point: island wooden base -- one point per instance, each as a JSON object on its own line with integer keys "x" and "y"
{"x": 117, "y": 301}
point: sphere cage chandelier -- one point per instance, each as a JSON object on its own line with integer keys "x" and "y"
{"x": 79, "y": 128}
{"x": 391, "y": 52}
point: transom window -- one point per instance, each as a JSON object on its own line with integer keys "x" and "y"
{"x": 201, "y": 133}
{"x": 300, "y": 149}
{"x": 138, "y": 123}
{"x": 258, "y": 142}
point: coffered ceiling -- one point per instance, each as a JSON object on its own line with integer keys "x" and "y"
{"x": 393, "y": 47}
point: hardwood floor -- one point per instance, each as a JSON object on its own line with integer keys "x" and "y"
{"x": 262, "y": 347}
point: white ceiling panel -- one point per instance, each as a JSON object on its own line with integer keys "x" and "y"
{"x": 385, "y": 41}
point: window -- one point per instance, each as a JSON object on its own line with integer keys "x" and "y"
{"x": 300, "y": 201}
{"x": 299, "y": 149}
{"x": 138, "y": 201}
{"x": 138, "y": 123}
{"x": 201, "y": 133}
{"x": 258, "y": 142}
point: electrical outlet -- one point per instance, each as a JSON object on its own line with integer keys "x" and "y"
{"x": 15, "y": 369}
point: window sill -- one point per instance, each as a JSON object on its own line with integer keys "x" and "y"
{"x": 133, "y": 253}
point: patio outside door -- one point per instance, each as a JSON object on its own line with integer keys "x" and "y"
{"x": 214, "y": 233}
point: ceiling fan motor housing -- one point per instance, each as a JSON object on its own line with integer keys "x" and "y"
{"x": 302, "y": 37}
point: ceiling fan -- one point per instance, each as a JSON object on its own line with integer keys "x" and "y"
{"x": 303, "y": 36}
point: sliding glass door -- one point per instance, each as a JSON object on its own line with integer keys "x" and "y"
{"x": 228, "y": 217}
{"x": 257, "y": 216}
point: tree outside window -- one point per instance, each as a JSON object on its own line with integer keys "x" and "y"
────
- _Directions_
Give the part of the records above that begins with the line containing "point: window sill" and runs through the last line of the records as a JSON list of strings, one string per line, with blank lines omitted.

- _Result of this exercise_
[
  "point: window sill -- one point per instance, each as a JSON object on its own line with integer keys \"x\" and \"y\"",
  "{\"x\": 133, \"y\": 253}",
  "point: patio outside door -- one point per instance, each as a JSON object on its own line with integer keys \"x\" and \"y\"",
  "{\"x\": 214, \"y\": 233}",
  "point: ceiling fan motor housing -- one point per instance, each as a JSON object on its own line with integer keys \"x\" and \"y\"",
  "{\"x\": 302, \"y\": 37}",
  "point: ceiling fan -- one point per instance, each as a JSON object on its own line with integer keys \"x\" and \"y\"",
  "{\"x\": 303, \"y\": 36}",
  "point: sliding glass door -- one point per instance, each as a JSON object on its own line with integer keys \"x\" and \"y\"",
  "{\"x\": 228, \"y\": 217}",
  "{\"x\": 257, \"y\": 216}",
  "point: tree outside window -- one point per instance, each as a JSON object on its own line with integer keys \"x\" and \"y\""
]